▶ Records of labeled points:

═══

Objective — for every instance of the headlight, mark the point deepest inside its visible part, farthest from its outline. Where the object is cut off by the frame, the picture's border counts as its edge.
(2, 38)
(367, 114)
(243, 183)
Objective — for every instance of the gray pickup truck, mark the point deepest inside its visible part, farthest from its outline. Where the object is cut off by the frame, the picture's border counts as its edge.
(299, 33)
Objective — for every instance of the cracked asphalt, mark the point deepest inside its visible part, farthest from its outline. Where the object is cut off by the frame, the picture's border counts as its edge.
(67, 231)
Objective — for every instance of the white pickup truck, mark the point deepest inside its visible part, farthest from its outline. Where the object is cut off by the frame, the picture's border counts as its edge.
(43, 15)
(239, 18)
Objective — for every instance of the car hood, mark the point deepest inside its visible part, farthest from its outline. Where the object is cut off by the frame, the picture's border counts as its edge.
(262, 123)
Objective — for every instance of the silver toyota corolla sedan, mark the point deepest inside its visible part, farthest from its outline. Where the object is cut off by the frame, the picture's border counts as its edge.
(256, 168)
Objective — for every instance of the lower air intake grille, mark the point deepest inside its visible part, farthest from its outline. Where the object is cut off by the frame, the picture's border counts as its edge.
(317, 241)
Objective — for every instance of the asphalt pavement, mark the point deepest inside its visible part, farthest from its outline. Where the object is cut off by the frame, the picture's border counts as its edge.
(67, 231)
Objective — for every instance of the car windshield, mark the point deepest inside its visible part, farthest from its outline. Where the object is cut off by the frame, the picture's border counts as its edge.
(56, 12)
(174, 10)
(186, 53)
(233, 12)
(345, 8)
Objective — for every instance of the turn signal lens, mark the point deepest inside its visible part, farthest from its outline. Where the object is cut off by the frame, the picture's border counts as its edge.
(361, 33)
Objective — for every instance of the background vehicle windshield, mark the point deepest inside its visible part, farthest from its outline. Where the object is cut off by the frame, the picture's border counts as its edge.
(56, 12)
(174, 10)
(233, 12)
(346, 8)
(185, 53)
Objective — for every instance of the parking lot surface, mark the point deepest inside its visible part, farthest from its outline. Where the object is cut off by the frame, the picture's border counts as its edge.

═══

Every line from the one containing "Objective — for every instance of the car hood, mark" through the end of the data must be repeated exactly, and no other line.

Objective — for every instance of the car hood, mark the point deepest inside its visible part, farthest from its outline. Where the object is cut off by the frame, the picture's border counts as its edge.
(262, 123)
Objective — for every instance of the silver toyota corolla sedan, mark the point deepest inside its visible part, farthest from its outline. Where the object is cut off by the frame, the picture's border counts as its edge.
(256, 168)
Objective — for every instance of the lower air intake grille, mark the point deepest inside its visible part, farthest from its outline. Where the object is cut off by the frame, the picture's border counts as its edge.
(317, 241)
Objective — for every instance of the asphalt pavement, mark the point deepest inside its visible part, farthest from its outline. Where the object is cut off by the frame, the picture's border counts as its edge.
(67, 231)
Objective — for every instance of the car windshield, mark the point deepest inside its visible part, farthest from its outline. Where the object is cut off by the frame, the picture's border counts as its edge.
(56, 12)
(174, 10)
(186, 53)
(233, 12)
(345, 8)
Objective — for every instance of the turn signal lens, mark the point deepest inside its visible part, farthest from its outline. Where the object is cut off by the frame, the picture's border counts as its edge.
(361, 33)
Objective — for every instance of the background vehicle windshield, mark the point deepest inside its visible part, farthest from its outline. Where the object is cut off by the frame, the picture's border counts as its edge.
(56, 12)
(174, 10)
(233, 12)
(346, 8)
(185, 53)
Objective — for every instance of the parking lot surface, mark the point deepest inside its visible part, farthest from its outline. Where the object is cut off by the frame, the picture's border counts as its edge.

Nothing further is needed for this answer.